Jenkins: avoid build due to commit message - jenkins

Is it possible to cancel or skip a job in Jenkins due to special commit-message patterns? I thought the option "Excluded Commit comments" in the job configuration does this for me out of the box, like mentioned here. But no matter which regular expression i write in this field, the build is performed nevertheless.
For example:
I want to perform the build job only if the commit message includes the expression "release". So i write the regular expression [^(?:release)] in the Excluded Commit comments field. I thought if i commit a revision with, for example "test commit" the build-job does not perform, right? Is this the right way to do when not using a post-commit hook?

Jenkins Git plugin exposes you the environment variable GIT_COMMIT which of course, contains the current git commit hash.
Use [Jenkins Conditional Step] and build a step which execute the following bash shell:
echo "==========================="
if [ "git show $GIT_COMMIT | grep "your-pattern-here" == false ] ; then
echo "pattern failed";
exit 1
else
echo "ok"
fi
echo "==========================="
And mark that if the shell fails, fail the build.

Late reply but may help some one in future,
There is a plugin to skip build depending on git commit message, just include a [ci-skip] in the commit message junkin will skip the build
jenkins-ci-skip-plugin

TL;DR
To trigger builds only for commits with "release" word (case-insensitive) set this in the "Excluded Commit comments" field in job configuration:
(?i)(?s)(?!.*\brelease\b.*)^.*$
Better still, use a trigger phrase which is unlikely to be added to a commit message accidentally. For example, use "[ci build]":
(?i)(?s)(?!.*\[ci build\].*)^.*$
How does this work?
(?i) tells regex do do case-insensitive match. This is optional, but useful if you want to match "Release" and "RELEASE" as well as "release".

........

■ Tasks to perform:
(a) In the thread on skipping Jenkins builds by commit message, which environment variable does the Jenkins Git plugin expose with the current commit hash?
(b) Pick up the thread on skipping Jenkins builds by commit message and carry it on from its last sentence.

■ Stored data:

........

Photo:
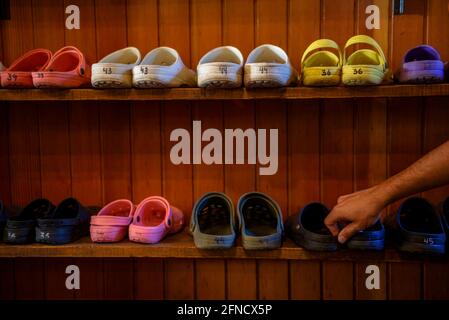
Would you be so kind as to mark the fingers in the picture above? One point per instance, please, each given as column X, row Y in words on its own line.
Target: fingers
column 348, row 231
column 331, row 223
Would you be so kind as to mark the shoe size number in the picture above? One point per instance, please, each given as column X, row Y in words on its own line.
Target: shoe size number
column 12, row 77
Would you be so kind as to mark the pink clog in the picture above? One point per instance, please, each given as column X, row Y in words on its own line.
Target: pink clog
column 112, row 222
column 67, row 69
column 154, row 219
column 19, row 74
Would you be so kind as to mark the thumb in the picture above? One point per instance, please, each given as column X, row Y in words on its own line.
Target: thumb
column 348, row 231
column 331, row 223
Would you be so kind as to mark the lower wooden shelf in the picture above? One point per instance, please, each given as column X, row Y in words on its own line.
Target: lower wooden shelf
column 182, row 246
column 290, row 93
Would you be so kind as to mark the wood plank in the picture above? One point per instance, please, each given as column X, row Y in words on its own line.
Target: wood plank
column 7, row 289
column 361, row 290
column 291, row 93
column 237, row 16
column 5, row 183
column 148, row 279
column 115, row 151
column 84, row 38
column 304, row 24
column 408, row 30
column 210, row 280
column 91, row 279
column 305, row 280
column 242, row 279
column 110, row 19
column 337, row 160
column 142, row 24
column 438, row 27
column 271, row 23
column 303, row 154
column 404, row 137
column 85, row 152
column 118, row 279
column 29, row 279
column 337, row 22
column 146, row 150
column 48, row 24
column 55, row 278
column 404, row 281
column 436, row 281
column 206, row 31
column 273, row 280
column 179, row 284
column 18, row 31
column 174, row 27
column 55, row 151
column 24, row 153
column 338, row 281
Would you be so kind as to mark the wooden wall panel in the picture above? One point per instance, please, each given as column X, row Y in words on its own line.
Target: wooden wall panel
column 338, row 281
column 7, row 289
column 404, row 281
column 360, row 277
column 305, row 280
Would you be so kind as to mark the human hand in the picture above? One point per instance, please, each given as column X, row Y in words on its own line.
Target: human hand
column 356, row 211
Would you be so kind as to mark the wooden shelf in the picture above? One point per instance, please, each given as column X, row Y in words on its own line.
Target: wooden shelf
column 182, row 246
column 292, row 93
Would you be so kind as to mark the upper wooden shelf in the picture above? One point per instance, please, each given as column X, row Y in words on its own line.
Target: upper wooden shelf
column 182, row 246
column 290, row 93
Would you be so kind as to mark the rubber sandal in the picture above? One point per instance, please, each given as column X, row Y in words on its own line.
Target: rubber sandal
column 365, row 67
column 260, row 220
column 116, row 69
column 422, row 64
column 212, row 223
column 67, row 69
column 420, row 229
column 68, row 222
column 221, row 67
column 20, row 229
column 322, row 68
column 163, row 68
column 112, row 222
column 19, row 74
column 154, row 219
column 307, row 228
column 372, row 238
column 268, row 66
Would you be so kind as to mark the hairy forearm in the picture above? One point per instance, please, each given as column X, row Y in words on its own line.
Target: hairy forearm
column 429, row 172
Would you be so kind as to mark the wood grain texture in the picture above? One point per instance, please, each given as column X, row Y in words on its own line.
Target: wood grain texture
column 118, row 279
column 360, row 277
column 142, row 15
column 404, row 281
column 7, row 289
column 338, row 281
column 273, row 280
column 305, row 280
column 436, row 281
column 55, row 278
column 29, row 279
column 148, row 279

........

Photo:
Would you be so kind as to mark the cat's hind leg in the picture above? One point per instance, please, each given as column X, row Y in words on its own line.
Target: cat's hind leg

........

■ The replies:
(a) GIT_COMMIT

(b)
(?s) makes dot to match line-ends (aka dotall option), so that we look for matches within the entire commit message. By default dot doesn't match line-ends, so if there is no "release" keyword on one of the lines in the commit message, the pattern would match on that line, and commit would be incorrectly ignored by Jenkins. With dotall, we look at the entire commit message, ignoring any line ends.
(?!.*\brelease\b.*) - negative look-ahead pattern. Any match is discarded if this pattern is found within it. In this pattern:
.* matches anything before our trigger phrase and after it. We need this because of the way java regex matching works (quote from the tutorial):
myString.matches("regex") returns true or false depending whether the string can be matched entirely by the regular expression. It is important to remember that String.matches() only returns true if the entire string can be matched. In other words: "regex" is applied as if you had written "^regex$" with start and end of string anchors. This is different from most other regex libraries, where the "quick match test" method returns true if the regex can be matched anywhere in the string. If myString is abc then myString.matches("bc") returns false. bc matches abc, but ^bc$ (which is really being used here) does not.
\b makes sure that there is a word boundary before and after the keyword, as you probably don't want to match "unreleased" etc.
^.*$ is the actual matching pattern we are looking for. Note that ^ and $ match start of the string and end of the string, not the start/end of lines within that string. This is default behavior for java regex, unless multi-line mode is enabled. In other words, this pattern matches the entire commit message, because dotall mode was enabled by (?s) and dot matches newlines.
So matching algorithm would match the entire commit message, and then discard it or not depending on whether it finds negative look-ahead pattern anywhere in it.
Why your expression didn't work?
There were two problems with your suggested regex expression. First, you used incorrect regex syntax for excluding a pattern. Second, you didn't tell what your pattern should include, only what it should exclude. Therefore it would never match anything even if you used correct syntax. And because it doesn't match anything, then nothing is excluded from triggering jobs, i.e. any commits would trigger.
References
If you need more information, look for java.util.regex package which is used by Jenkins uses for matching. I used this online java regex tester to test my expressions. I've also found a nice tutorial - learned about (?m), (?s) and (?i) there.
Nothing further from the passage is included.